Exercise description
Please pull out the lines below word for word, beginning with the very first one and stopping after the line that contains "pixel 96 89".
^^^^
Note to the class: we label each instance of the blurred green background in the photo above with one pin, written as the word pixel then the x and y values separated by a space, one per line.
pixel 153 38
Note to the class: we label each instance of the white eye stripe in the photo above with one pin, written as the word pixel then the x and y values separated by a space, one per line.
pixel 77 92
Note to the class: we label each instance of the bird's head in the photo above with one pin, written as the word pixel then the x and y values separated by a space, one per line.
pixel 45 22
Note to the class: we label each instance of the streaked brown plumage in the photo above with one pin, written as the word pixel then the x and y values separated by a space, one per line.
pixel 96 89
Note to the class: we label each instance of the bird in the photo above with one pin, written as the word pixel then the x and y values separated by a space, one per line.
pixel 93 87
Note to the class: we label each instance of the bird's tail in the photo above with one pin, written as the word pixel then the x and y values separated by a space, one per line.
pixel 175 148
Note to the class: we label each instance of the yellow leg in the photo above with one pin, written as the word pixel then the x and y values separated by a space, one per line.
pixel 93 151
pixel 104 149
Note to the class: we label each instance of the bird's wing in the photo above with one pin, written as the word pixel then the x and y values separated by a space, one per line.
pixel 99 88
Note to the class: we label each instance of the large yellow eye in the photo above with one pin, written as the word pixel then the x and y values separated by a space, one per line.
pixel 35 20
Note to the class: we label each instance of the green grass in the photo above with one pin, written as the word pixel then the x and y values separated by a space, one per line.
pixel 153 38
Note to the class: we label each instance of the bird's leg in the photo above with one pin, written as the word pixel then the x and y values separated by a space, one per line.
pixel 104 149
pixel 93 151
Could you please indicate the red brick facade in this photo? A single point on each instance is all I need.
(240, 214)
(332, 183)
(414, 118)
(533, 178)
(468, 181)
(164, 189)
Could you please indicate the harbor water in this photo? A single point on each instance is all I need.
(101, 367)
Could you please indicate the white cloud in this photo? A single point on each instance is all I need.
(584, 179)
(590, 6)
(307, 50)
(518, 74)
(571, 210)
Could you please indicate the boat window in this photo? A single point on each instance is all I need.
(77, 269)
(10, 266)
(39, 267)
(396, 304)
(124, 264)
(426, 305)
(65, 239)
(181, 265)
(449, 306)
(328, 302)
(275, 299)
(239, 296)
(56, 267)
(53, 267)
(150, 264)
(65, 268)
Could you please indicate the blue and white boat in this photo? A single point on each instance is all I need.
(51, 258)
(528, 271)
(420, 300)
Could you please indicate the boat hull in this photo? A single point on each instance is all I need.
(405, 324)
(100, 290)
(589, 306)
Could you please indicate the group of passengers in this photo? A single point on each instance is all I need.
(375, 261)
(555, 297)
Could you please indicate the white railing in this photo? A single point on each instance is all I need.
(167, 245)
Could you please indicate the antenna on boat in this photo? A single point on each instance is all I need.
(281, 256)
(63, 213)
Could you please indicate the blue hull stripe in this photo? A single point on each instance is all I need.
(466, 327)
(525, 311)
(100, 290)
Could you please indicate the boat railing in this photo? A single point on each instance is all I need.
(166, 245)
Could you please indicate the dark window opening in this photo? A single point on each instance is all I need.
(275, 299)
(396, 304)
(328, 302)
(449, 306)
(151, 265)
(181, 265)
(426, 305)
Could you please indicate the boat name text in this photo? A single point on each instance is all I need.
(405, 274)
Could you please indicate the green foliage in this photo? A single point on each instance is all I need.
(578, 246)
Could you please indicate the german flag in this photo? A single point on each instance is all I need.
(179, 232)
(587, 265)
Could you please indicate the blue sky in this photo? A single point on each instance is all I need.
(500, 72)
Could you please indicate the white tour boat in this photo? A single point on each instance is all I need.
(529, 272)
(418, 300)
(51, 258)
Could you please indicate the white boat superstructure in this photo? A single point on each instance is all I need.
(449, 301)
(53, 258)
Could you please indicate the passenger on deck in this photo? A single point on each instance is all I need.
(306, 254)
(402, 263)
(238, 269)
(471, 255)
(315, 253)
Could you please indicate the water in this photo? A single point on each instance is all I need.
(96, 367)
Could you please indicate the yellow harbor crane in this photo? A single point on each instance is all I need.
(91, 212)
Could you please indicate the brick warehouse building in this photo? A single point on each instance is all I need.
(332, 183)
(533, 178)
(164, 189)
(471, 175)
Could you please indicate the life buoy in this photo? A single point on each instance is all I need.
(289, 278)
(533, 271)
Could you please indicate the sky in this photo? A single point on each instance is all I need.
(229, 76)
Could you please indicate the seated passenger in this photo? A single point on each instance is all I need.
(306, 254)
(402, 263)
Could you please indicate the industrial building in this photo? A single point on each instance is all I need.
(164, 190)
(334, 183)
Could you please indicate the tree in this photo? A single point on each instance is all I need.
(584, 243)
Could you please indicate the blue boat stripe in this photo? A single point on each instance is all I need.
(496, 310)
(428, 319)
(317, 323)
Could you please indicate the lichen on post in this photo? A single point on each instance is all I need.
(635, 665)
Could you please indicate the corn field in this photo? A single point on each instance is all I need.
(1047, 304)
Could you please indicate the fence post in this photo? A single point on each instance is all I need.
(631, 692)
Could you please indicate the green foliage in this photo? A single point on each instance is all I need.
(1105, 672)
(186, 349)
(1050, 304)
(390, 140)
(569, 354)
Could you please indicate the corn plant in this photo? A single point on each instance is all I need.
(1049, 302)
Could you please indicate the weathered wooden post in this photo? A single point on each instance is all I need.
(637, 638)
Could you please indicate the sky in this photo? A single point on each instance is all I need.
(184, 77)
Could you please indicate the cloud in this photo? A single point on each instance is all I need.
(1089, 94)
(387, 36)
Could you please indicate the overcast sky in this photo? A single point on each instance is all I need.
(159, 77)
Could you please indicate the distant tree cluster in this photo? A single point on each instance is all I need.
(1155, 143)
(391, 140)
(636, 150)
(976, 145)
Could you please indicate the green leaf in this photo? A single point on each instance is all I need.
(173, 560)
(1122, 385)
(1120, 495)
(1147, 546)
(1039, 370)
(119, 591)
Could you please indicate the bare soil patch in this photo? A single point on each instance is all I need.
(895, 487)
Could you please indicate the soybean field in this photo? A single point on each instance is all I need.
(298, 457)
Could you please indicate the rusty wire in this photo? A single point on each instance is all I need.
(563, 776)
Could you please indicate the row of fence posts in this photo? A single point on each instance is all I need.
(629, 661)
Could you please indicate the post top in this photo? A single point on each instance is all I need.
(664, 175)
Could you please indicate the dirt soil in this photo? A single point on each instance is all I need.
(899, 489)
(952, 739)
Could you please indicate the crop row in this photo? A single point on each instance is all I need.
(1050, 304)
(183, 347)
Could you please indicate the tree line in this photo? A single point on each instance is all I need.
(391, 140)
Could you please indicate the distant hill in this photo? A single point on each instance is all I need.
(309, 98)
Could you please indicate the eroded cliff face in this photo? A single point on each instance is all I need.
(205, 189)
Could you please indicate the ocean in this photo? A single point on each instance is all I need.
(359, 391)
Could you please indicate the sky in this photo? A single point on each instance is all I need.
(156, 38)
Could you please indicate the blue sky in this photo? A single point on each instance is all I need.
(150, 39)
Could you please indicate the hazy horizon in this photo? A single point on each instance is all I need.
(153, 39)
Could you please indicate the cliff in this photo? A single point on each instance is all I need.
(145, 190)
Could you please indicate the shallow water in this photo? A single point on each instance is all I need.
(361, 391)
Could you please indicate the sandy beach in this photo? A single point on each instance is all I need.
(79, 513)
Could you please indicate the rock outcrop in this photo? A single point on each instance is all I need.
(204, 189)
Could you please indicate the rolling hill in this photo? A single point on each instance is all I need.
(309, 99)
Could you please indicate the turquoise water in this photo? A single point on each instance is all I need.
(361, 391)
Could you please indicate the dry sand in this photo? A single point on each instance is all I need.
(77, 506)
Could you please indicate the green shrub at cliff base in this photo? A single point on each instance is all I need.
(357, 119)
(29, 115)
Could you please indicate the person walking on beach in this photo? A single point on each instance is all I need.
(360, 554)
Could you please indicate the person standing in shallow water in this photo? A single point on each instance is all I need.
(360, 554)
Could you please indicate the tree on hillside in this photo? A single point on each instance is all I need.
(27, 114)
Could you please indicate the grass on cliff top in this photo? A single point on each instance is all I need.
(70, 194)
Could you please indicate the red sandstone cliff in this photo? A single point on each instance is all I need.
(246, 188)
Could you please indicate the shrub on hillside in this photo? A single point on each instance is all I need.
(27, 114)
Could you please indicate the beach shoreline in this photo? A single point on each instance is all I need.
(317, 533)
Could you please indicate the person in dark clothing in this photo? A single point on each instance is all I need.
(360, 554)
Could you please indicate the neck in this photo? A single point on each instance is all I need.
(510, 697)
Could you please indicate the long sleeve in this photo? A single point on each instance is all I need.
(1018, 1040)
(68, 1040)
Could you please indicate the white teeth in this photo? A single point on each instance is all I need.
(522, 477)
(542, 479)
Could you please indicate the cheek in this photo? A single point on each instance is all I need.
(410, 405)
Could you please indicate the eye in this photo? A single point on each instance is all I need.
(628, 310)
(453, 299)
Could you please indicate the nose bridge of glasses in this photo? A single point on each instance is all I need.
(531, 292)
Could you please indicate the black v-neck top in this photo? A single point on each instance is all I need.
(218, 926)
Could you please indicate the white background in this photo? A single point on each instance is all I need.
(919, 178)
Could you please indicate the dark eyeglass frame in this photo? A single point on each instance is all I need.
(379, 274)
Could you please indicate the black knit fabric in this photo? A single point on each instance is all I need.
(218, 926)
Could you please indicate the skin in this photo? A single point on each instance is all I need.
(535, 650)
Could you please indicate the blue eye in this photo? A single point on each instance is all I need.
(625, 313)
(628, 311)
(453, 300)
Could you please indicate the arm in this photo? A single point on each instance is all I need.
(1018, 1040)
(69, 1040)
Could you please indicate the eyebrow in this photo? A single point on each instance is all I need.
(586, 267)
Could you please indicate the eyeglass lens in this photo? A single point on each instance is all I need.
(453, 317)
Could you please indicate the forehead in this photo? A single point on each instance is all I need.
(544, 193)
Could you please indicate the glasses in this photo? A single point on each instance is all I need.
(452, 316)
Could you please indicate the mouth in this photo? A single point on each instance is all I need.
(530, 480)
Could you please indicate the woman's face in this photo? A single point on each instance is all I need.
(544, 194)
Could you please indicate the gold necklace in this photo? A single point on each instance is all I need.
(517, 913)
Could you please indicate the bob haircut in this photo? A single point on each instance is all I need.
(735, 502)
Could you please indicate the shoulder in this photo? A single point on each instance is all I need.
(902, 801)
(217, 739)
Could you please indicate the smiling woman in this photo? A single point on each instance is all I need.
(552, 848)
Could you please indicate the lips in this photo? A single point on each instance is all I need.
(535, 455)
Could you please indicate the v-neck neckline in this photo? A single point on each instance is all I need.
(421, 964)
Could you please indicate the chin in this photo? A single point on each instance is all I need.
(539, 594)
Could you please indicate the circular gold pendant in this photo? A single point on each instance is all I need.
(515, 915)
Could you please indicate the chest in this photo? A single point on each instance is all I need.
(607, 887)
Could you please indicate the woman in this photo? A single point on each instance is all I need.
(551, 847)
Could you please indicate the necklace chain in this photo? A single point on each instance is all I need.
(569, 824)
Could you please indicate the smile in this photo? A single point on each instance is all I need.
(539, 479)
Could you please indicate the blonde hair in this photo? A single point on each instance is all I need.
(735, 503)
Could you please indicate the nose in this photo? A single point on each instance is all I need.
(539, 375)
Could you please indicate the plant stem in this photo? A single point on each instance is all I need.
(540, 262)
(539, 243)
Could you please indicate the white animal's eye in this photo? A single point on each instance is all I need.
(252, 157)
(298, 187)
^^^^
Written answer
Note to the class: we label each instance of the blurred green background in the photo above with one pin, written as the word pixel then the x and y values separated by a space, one per line.
pixel 153 38
Note to the class: we label each instance of the white eye stripe in the photo above with one pin, written as the word pixel then the x and y values separated by a space, one per line.
pixel 77 92
Note to the class: we label each instance of the bird's head in the photo above with one pin, written as the word pixel then the x and y values separated by a space, one per line.
pixel 45 22
Note to the class: we label each instance of the streaked brown plumage in the photo above with one pin, written as the word pixel then the x and y values separated by a space, one per line.
pixel 96 89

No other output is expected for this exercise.